- **DESCRIPTION OF THE TASK**
Transcribe every record verbatim; no pictures.

[Referring expression data]

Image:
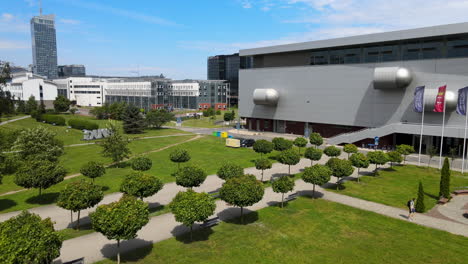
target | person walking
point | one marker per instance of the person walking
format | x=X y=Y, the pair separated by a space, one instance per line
x=411 y=209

- **OUTPUT OF THE EXERCISE**
Image:
target | person walking
point | one marker per instance of the person walking
format | x=X y=Y, the pair separated by a space, one instance per line
x=411 y=209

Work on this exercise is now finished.